[Spatial localization data]
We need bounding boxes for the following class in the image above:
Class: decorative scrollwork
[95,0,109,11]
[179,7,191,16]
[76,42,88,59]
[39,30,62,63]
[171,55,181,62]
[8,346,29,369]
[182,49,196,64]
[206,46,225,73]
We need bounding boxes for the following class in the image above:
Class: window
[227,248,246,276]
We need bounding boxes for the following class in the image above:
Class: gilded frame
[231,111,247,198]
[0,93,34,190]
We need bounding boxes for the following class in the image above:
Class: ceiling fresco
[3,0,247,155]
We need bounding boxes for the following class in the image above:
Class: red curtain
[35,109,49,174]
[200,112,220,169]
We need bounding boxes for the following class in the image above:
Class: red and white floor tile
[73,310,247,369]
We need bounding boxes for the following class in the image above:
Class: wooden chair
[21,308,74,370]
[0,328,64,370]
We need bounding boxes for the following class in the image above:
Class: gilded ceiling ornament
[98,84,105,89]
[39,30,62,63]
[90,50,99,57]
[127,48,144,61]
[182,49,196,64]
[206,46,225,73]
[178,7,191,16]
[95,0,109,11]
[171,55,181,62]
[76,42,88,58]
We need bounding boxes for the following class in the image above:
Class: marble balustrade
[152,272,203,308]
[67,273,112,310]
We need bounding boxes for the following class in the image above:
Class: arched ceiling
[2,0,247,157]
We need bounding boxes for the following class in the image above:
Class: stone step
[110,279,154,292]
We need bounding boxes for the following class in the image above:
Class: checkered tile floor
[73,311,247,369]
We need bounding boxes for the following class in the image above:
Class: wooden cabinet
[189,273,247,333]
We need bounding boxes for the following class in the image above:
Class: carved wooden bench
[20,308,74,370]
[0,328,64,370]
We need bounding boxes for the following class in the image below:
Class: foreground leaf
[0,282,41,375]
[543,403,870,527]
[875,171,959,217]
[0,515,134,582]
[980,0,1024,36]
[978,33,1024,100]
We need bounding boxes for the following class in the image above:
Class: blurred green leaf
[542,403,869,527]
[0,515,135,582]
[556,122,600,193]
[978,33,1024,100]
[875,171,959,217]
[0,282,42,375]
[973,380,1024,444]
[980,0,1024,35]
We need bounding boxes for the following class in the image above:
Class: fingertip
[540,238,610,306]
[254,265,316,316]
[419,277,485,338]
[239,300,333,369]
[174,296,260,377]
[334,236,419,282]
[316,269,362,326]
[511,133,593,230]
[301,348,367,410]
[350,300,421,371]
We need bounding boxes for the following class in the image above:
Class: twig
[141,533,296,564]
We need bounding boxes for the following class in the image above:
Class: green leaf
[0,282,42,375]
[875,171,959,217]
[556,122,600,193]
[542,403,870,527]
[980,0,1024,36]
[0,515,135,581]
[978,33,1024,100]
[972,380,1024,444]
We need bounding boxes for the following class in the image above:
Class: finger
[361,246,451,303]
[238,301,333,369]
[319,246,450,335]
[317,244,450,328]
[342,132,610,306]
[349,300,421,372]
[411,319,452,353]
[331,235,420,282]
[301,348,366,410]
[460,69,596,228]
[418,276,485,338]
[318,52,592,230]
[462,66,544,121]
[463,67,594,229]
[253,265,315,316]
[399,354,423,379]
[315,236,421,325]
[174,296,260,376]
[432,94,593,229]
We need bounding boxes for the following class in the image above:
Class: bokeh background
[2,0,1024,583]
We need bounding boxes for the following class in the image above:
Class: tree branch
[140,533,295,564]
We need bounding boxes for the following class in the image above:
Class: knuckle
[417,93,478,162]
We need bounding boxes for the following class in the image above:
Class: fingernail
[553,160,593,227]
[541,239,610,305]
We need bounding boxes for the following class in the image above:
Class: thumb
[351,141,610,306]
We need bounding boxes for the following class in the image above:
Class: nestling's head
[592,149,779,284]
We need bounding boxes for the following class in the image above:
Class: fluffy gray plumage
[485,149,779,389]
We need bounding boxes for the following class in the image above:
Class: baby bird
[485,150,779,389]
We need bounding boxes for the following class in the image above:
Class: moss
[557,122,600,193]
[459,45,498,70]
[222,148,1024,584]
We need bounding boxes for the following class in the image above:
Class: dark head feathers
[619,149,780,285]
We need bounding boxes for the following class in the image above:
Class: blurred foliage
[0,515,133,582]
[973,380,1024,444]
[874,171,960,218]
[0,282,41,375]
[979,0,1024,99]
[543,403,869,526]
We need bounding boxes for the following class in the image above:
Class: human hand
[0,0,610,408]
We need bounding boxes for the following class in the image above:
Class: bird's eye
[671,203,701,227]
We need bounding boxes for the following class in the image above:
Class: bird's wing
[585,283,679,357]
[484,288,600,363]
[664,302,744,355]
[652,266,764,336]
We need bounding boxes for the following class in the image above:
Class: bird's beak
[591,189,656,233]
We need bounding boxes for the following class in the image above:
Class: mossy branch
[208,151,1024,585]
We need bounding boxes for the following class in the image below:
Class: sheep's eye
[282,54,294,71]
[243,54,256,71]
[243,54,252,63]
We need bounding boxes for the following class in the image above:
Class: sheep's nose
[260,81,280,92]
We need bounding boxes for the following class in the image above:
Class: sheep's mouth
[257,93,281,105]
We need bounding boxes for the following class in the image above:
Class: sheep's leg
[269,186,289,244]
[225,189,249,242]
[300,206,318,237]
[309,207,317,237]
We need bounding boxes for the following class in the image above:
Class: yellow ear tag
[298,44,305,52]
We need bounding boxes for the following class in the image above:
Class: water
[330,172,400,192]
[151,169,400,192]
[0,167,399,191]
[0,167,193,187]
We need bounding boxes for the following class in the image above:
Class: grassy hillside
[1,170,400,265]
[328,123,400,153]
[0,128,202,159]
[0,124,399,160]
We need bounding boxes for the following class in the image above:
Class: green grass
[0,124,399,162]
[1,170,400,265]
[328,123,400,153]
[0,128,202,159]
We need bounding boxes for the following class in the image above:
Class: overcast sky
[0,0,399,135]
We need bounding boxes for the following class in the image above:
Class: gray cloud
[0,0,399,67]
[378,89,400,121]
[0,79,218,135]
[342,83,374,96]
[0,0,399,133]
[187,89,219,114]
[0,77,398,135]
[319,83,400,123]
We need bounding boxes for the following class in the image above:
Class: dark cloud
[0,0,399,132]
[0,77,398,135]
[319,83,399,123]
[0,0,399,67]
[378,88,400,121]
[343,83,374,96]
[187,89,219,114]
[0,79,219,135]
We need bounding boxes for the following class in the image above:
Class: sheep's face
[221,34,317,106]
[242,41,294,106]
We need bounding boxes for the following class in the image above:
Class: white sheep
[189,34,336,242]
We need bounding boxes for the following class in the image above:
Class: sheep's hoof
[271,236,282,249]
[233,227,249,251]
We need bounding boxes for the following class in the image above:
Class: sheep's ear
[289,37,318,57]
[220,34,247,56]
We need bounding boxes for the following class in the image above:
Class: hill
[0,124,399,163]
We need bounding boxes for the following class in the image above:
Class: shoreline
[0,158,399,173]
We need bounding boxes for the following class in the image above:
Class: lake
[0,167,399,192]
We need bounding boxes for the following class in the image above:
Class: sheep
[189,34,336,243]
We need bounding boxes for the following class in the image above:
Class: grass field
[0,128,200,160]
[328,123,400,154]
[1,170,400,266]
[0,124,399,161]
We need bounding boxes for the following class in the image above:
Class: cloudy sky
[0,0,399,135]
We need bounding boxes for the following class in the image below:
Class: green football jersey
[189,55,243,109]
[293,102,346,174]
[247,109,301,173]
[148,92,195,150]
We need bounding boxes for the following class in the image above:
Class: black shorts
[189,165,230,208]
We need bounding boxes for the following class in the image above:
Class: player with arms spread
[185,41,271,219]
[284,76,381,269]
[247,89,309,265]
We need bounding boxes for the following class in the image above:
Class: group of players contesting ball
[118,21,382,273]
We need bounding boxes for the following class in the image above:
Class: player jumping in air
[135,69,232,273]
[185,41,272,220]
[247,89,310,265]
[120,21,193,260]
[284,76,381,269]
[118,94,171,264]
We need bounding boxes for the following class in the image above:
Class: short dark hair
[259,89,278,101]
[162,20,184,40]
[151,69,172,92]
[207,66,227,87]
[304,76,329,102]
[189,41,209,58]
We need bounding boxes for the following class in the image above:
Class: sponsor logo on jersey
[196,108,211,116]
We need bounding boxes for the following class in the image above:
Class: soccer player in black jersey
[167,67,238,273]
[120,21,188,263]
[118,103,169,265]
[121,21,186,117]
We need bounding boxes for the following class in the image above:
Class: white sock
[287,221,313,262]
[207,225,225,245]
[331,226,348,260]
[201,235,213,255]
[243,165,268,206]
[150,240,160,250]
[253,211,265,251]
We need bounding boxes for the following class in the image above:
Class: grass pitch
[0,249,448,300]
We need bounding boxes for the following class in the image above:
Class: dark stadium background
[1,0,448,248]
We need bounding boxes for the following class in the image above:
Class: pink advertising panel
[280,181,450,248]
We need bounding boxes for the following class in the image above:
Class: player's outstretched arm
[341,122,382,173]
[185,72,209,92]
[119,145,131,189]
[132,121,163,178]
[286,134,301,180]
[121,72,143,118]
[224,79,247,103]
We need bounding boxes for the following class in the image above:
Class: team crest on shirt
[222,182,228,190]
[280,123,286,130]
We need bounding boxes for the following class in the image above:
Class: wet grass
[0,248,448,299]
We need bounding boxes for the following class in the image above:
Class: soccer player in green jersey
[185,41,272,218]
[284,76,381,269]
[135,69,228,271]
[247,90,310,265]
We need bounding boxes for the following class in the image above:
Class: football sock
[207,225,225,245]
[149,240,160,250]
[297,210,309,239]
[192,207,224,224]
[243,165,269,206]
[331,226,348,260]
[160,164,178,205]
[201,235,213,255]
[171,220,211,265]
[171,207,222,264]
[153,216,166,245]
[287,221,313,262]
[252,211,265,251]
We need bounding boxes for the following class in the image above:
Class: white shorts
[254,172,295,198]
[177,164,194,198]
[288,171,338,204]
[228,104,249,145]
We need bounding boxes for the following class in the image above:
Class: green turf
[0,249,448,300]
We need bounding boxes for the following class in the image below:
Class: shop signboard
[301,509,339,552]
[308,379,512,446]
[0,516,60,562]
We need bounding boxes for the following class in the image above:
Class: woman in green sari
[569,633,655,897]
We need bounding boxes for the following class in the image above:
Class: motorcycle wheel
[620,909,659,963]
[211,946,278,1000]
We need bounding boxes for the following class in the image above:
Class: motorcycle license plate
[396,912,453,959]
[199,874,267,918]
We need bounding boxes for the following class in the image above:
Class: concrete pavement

**What the task requires:**
There is a line above that contains "Class: green turf". Copy it and all later lines through the last, exactly, and leave out the rest.

**Output below:**
Class: green turf
[0,249,448,300]
We need bounding boxes for the following class in the image below:
Class: shop signboard
[301,509,339,552]
[308,379,512,446]
[0,516,60,562]
We need bounding boxes for the following class in the image above:
Class: woman in green sari
[569,633,655,897]
We need bounding boxes for the following class in the image above:
Class: motorcycle wheel
[620,909,659,963]
[211,946,278,1000]
We need bounding boxes for the following class in the image above:
Class: motorcycle license plate
[396,912,453,959]
[199,874,267,918]
We need bounding boxes for the following class in the image above:
Class: concrete pavement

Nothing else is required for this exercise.